### Exercise objective
Go through the entries and copy every line that has the string "house" in it.

(Source data)

—————

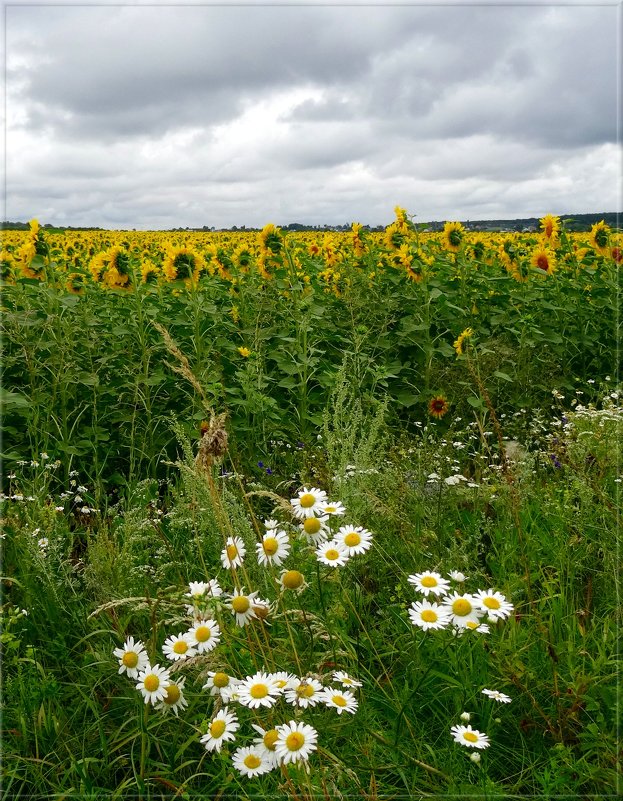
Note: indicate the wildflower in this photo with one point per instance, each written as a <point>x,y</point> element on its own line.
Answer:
<point>494,604</point>
<point>204,635</point>
<point>296,741</point>
<point>308,502</point>
<point>233,553</point>
<point>438,407</point>
<point>132,657</point>
<point>251,761</point>
<point>429,615</point>
<point>355,540</point>
<point>274,548</point>
<point>343,701</point>
<point>178,647</point>
<point>303,692</point>
<point>469,737</point>
<point>495,695</point>
<point>332,553</point>
<point>174,699</point>
<point>242,607</point>
<point>429,582</point>
<point>221,730</point>
<point>153,683</point>
<point>258,690</point>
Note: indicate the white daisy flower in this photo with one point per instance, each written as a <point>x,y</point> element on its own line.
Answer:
<point>307,504</point>
<point>463,609</point>
<point>221,730</point>
<point>471,738</point>
<point>315,529</point>
<point>429,615</point>
<point>132,657</point>
<point>494,604</point>
<point>332,553</point>
<point>251,761</point>
<point>258,690</point>
<point>233,553</point>
<point>355,540</point>
<point>204,635</point>
<point>497,696</point>
<point>178,647</point>
<point>174,699</point>
<point>296,741</point>
<point>153,683</point>
<point>342,700</point>
<point>430,582</point>
<point>274,548</point>
<point>303,692</point>
<point>241,607</point>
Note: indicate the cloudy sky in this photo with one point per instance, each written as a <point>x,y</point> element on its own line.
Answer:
<point>154,116</point>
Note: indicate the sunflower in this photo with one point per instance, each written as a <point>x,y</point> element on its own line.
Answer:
<point>453,234</point>
<point>438,407</point>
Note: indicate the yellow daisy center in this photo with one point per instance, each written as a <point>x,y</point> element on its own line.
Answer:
<point>220,680</point>
<point>217,728</point>
<point>292,579</point>
<point>270,545</point>
<point>173,694</point>
<point>151,682</point>
<point>203,633</point>
<point>251,761</point>
<point>270,738</point>
<point>295,741</point>
<point>130,659</point>
<point>312,525</point>
<point>240,604</point>
<point>461,607</point>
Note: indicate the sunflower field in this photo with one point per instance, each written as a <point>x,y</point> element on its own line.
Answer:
<point>310,514</point>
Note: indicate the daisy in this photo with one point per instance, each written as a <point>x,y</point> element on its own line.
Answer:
<point>345,680</point>
<point>494,604</point>
<point>463,609</point>
<point>153,683</point>
<point>332,508</point>
<point>204,635</point>
<point>221,730</point>
<point>295,741</point>
<point>178,647</point>
<point>342,700</point>
<point>258,690</point>
<point>241,606</point>
<point>429,582</point>
<point>251,761</point>
<point>307,504</point>
<point>303,692</point>
<point>132,657</point>
<point>355,540</point>
<point>315,529</point>
<point>429,615</point>
<point>497,696</point>
<point>274,548</point>
<point>471,738</point>
<point>233,553</point>
<point>174,699</point>
<point>332,553</point>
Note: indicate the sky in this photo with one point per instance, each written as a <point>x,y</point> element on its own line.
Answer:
<point>155,116</point>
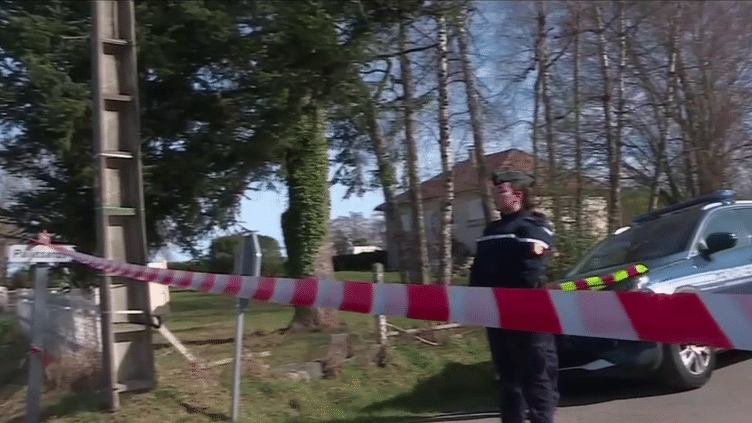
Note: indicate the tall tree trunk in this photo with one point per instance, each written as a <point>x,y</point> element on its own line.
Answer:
<point>615,167</point>
<point>543,75</point>
<point>420,269</point>
<point>611,142</point>
<point>305,222</point>
<point>388,176</point>
<point>447,159</point>
<point>578,196</point>
<point>536,99</point>
<point>473,105</point>
<point>689,125</point>
<point>664,120</point>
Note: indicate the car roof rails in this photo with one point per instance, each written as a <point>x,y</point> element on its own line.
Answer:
<point>723,196</point>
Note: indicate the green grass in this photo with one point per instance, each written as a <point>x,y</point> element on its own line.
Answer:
<point>419,379</point>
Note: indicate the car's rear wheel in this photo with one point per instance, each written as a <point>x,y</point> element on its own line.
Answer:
<point>687,366</point>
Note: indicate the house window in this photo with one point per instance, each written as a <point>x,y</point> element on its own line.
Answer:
<point>406,221</point>
<point>475,215</point>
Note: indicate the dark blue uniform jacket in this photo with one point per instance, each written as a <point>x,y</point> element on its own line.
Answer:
<point>513,252</point>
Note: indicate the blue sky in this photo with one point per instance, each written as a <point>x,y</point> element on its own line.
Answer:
<point>262,210</point>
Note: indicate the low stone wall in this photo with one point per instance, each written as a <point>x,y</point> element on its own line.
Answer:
<point>72,320</point>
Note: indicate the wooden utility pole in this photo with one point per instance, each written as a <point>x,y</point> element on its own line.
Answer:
<point>127,356</point>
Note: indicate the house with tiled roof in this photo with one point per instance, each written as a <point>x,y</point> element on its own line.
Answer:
<point>468,210</point>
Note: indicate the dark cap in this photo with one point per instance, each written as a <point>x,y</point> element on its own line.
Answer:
<point>519,180</point>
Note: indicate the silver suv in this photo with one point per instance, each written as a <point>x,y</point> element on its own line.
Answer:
<point>701,245</point>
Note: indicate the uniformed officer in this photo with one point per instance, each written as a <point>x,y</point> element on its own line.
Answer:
<point>514,253</point>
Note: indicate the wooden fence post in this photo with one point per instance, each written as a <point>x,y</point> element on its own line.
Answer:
<point>378,277</point>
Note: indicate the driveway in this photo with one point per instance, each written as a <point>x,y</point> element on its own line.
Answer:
<point>726,398</point>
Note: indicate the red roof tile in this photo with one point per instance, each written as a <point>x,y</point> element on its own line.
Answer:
<point>466,176</point>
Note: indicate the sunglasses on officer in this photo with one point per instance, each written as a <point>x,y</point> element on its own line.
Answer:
<point>517,180</point>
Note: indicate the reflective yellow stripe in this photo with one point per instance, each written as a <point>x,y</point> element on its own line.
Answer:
<point>568,286</point>
<point>595,283</point>
<point>621,275</point>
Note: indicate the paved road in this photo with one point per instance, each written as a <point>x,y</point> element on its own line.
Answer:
<point>726,398</point>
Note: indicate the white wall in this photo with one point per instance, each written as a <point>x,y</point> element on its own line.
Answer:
<point>72,320</point>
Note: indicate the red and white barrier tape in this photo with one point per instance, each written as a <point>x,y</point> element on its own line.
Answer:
<point>719,320</point>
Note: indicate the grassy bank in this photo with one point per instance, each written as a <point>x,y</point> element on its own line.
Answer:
<point>420,379</point>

—————

### Response to the exercise
Note: indicate the house window in this photo with one point per instance, each written as a <point>x,y</point> element on its own line.
Note: indicate the house with tiled roof in this photo with one point per instance, each written as a <point>x,y</point> element on its own line.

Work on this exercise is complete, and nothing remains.